== Segment start ==
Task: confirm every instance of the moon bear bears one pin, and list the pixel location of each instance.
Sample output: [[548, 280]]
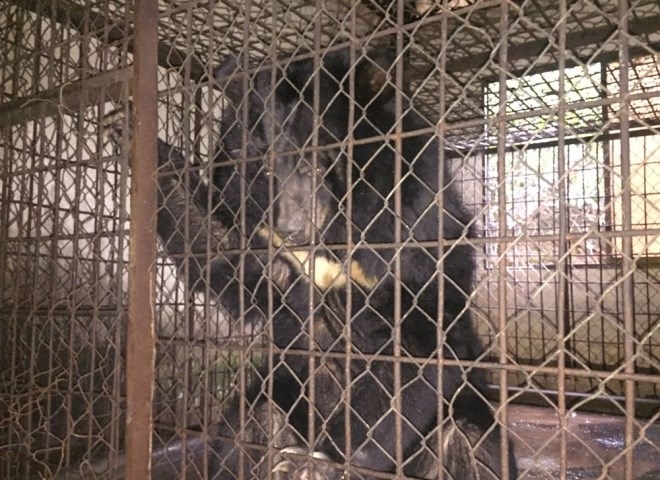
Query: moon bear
[[329, 222]]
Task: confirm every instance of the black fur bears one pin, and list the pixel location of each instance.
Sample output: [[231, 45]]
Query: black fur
[[280, 190]]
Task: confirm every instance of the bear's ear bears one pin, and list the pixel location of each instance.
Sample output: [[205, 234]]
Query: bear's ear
[[374, 76]]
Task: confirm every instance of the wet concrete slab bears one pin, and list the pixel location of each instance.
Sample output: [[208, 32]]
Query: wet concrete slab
[[595, 445]]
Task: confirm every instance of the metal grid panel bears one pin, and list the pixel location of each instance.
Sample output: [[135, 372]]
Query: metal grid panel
[[549, 113]]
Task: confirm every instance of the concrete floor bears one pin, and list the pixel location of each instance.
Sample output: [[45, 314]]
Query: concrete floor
[[594, 446]]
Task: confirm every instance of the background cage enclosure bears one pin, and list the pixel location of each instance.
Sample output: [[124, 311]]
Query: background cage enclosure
[[549, 112]]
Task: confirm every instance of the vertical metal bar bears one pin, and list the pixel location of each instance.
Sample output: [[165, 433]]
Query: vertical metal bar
[[440, 271], [349, 144], [502, 229], [140, 341], [561, 251], [398, 174], [627, 262], [244, 113]]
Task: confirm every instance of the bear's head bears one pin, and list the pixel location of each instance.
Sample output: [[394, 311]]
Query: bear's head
[[286, 134]]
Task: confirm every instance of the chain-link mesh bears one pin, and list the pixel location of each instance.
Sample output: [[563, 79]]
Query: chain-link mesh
[[546, 114]]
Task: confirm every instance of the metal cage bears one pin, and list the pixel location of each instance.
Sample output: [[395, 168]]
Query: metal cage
[[547, 112]]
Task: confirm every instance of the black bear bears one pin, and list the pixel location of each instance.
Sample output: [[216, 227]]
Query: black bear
[[329, 222]]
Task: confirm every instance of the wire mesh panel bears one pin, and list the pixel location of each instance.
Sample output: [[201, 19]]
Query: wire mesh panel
[[64, 237], [396, 239]]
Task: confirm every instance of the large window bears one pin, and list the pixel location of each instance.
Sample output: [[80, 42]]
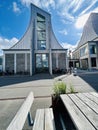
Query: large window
[[92, 49], [83, 51], [42, 62], [41, 32], [93, 62]]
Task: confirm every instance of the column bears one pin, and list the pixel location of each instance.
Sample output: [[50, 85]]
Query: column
[[57, 60], [30, 63], [15, 63], [97, 62], [50, 60], [89, 62], [67, 63], [25, 61], [4, 62]]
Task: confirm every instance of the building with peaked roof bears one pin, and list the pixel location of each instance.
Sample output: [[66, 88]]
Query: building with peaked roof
[[87, 49], [38, 50]]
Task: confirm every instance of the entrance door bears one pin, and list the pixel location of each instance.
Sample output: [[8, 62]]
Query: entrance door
[[42, 64]]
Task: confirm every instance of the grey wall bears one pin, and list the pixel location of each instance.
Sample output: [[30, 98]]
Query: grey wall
[[9, 62]]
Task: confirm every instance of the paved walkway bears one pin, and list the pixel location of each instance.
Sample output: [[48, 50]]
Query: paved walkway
[[13, 91]]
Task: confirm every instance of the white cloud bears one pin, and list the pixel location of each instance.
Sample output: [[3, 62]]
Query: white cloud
[[7, 43], [15, 7], [39, 3], [79, 4], [69, 46], [90, 6], [80, 22], [64, 32]]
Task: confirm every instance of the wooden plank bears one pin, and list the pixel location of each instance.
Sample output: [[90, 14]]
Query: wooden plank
[[78, 118], [49, 119], [95, 94], [88, 112], [39, 120], [91, 97], [89, 102], [20, 118]]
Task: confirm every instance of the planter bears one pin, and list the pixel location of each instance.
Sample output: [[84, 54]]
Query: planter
[[55, 100]]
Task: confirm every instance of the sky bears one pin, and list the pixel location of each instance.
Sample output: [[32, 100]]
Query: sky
[[68, 18]]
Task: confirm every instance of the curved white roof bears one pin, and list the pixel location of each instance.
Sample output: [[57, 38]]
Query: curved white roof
[[90, 30], [26, 41]]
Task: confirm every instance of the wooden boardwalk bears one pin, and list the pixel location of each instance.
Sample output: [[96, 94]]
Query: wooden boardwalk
[[83, 109]]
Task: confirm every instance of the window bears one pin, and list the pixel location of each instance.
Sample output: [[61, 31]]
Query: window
[[92, 49], [41, 32], [93, 62]]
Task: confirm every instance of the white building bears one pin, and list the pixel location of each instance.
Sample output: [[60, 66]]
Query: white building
[[87, 49], [38, 50]]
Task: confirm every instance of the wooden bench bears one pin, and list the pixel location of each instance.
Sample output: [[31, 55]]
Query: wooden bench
[[18, 121], [44, 120], [83, 109]]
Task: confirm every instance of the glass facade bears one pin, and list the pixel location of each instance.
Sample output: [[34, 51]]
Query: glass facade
[[93, 62], [42, 62], [83, 51], [93, 49], [41, 32]]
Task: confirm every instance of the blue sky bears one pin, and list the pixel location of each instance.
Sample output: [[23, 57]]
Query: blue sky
[[68, 18]]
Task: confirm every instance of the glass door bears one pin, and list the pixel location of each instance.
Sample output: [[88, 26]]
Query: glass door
[[42, 64]]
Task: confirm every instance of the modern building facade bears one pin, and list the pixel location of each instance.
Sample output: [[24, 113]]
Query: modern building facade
[[1, 62], [38, 50], [87, 49]]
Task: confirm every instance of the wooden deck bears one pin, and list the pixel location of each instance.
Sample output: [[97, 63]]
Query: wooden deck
[[83, 109]]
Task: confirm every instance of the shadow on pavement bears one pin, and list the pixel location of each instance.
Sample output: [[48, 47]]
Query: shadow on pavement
[[15, 79], [91, 79]]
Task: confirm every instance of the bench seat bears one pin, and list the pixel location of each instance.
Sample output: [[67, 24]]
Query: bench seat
[[44, 120]]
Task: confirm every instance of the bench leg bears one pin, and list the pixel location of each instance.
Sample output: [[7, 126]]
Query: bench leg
[[30, 120]]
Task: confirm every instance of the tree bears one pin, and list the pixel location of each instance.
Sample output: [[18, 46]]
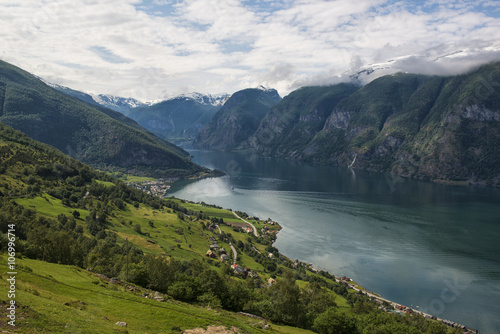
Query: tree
[[137, 228], [334, 321]]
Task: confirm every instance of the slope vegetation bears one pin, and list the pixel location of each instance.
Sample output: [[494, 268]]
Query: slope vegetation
[[68, 217], [92, 134], [427, 127], [238, 118]]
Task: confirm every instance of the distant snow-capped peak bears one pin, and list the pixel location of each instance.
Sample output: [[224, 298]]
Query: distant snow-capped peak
[[117, 101], [212, 99]]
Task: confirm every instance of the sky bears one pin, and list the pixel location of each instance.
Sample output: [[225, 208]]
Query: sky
[[156, 49]]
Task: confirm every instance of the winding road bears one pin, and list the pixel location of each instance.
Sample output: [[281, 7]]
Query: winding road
[[235, 255], [254, 229]]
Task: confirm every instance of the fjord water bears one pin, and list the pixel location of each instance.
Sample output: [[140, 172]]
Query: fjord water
[[433, 247]]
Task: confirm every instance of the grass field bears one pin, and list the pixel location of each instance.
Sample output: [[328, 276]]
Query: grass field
[[67, 299]]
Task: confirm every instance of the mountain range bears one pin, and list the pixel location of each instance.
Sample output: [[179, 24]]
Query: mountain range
[[443, 128], [178, 119], [426, 127], [238, 118], [91, 133]]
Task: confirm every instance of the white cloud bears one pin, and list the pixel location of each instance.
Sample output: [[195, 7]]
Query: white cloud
[[155, 49]]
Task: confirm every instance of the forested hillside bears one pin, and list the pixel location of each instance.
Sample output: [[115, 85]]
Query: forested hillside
[[427, 127], [238, 118], [133, 244], [92, 134]]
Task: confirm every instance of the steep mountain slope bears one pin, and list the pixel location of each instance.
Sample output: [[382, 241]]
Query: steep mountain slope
[[94, 135], [179, 118], [428, 127], [238, 118], [296, 119]]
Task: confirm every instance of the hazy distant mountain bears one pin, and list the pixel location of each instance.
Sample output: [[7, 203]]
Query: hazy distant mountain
[[430, 127], [117, 103], [92, 134], [238, 118], [180, 118]]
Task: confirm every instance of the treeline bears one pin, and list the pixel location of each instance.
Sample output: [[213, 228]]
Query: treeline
[[30, 169]]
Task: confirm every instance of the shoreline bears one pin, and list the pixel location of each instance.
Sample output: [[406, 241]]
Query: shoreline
[[396, 307], [350, 284]]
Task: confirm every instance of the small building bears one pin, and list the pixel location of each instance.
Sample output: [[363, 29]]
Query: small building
[[237, 269]]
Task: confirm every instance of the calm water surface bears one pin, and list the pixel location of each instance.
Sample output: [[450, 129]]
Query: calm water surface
[[417, 243]]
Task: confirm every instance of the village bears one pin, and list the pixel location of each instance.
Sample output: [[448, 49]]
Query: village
[[156, 188]]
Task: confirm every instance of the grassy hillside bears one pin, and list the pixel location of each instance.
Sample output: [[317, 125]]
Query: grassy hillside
[[88, 248], [92, 134]]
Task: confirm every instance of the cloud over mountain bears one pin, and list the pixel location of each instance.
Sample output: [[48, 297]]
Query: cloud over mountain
[[154, 49]]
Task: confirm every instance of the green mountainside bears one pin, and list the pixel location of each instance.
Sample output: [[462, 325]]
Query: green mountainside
[[238, 118], [93, 255], [89, 133], [427, 127], [178, 119]]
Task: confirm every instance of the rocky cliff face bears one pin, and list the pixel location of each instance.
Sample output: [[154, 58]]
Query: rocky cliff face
[[427, 127], [238, 118]]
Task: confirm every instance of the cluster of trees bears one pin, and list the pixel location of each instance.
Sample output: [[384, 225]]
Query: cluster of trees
[[62, 240]]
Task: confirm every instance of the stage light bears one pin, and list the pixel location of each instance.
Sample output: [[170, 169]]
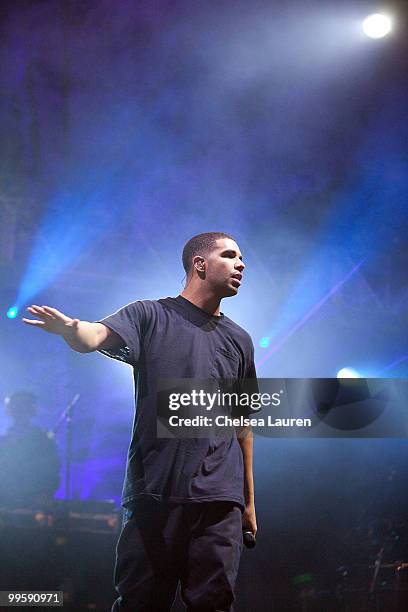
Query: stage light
[[377, 25], [264, 342], [12, 312], [348, 373]]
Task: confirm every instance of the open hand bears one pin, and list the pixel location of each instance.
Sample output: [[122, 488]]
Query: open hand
[[51, 320]]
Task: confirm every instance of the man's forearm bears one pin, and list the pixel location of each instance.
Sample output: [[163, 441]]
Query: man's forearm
[[84, 338], [246, 441]]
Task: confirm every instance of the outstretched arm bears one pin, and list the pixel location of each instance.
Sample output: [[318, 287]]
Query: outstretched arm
[[81, 336]]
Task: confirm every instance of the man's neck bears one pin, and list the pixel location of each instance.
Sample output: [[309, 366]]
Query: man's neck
[[208, 303]]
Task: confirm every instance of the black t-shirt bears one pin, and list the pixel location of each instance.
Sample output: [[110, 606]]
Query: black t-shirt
[[173, 338]]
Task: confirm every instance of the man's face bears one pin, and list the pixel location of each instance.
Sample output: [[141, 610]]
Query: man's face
[[224, 268]]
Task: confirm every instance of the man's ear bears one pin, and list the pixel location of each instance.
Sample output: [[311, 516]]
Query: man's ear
[[199, 263]]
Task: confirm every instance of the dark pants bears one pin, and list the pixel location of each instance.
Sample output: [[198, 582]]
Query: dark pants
[[198, 544]]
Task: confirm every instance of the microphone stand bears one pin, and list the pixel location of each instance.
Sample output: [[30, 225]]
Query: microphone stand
[[66, 415]]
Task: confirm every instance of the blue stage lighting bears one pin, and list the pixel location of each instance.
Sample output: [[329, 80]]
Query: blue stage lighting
[[12, 312], [377, 25], [348, 373]]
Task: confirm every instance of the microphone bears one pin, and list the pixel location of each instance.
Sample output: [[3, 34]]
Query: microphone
[[249, 539]]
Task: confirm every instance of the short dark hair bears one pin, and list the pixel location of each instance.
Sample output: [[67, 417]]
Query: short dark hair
[[200, 245]]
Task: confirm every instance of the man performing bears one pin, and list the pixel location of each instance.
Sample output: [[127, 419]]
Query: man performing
[[186, 500]]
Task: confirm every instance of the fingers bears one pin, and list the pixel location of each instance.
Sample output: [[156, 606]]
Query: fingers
[[45, 311], [53, 311], [34, 322]]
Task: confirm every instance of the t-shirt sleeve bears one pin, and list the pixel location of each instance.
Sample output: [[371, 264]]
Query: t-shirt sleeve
[[128, 322]]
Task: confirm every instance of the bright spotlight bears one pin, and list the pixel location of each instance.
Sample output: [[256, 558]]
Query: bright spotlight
[[348, 373], [12, 312], [377, 25]]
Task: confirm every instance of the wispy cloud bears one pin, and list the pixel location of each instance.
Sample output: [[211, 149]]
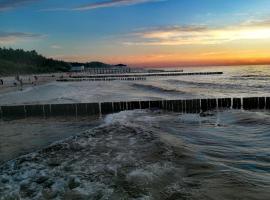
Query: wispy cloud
[[112, 3], [103, 4], [55, 46], [13, 37], [188, 35], [11, 4]]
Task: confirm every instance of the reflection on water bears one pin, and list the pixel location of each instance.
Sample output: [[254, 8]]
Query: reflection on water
[[235, 82], [27, 135], [151, 155]]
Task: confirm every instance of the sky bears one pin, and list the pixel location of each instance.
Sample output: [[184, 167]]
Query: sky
[[156, 33]]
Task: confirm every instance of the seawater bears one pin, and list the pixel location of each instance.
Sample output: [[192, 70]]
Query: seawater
[[147, 154]]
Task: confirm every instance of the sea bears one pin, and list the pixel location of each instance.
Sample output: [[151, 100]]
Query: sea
[[141, 154]]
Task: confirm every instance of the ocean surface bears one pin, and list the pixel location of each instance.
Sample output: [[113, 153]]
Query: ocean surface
[[236, 81], [141, 154]]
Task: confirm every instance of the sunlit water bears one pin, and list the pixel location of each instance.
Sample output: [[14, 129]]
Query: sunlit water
[[236, 81], [143, 154]]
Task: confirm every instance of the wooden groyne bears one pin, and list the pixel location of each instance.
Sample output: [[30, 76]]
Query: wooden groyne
[[102, 79], [103, 108], [161, 74]]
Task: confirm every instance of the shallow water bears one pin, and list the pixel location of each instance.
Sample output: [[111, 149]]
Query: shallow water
[[151, 155], [236, 81], [24, 136], [141, 154]]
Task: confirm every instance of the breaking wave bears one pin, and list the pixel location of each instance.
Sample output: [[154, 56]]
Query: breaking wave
[[149, 155]]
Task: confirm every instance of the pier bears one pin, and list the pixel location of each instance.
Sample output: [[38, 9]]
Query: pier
[[9, 112], [159, 74]]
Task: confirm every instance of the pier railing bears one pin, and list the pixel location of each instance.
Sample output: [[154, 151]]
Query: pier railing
[[8, 112], [160, 74]]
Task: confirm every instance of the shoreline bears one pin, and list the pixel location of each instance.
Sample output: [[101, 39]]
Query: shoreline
[[28, 81]]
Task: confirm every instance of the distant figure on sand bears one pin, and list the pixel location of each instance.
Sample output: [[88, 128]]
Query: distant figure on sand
[[21, 84]]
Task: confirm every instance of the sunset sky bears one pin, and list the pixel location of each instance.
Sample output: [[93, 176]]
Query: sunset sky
[[140, 32]]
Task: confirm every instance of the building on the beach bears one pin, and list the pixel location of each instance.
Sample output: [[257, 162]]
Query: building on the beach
[[77, 68]]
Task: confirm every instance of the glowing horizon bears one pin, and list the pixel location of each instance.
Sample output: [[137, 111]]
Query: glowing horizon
[[141, 32]]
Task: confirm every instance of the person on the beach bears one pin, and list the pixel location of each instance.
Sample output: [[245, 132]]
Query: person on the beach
[[21, 84]]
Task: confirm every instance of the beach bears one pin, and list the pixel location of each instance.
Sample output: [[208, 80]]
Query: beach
[[140, 154]]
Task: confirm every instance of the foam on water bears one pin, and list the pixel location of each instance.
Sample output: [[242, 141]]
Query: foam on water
[[150, 155]]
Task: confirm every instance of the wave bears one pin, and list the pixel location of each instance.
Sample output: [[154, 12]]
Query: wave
[[158, 89], [138, 155]]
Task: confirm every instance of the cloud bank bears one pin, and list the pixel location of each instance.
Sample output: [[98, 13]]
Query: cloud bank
[[7, 38], [200, 35]]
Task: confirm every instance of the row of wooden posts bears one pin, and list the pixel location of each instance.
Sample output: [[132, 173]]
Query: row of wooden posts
[[89, 109], [102, 79]]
== Segment end ==
Using the entries above, extract exactly the span from the line with "Task: confirm every instance of the sunset" to the line with "Task: confirm every instance of the building on", both lines included; leave out everything else.

Task: confirm every instance of the sunset sky bears one pin, and list the pixel location of each instance.
Sample output: [[93, 176]]
Query: sunset sky
[[140, 32]]
Task: confirm every instance of the building on the beach bears one pin, and list the pixel location of each instance.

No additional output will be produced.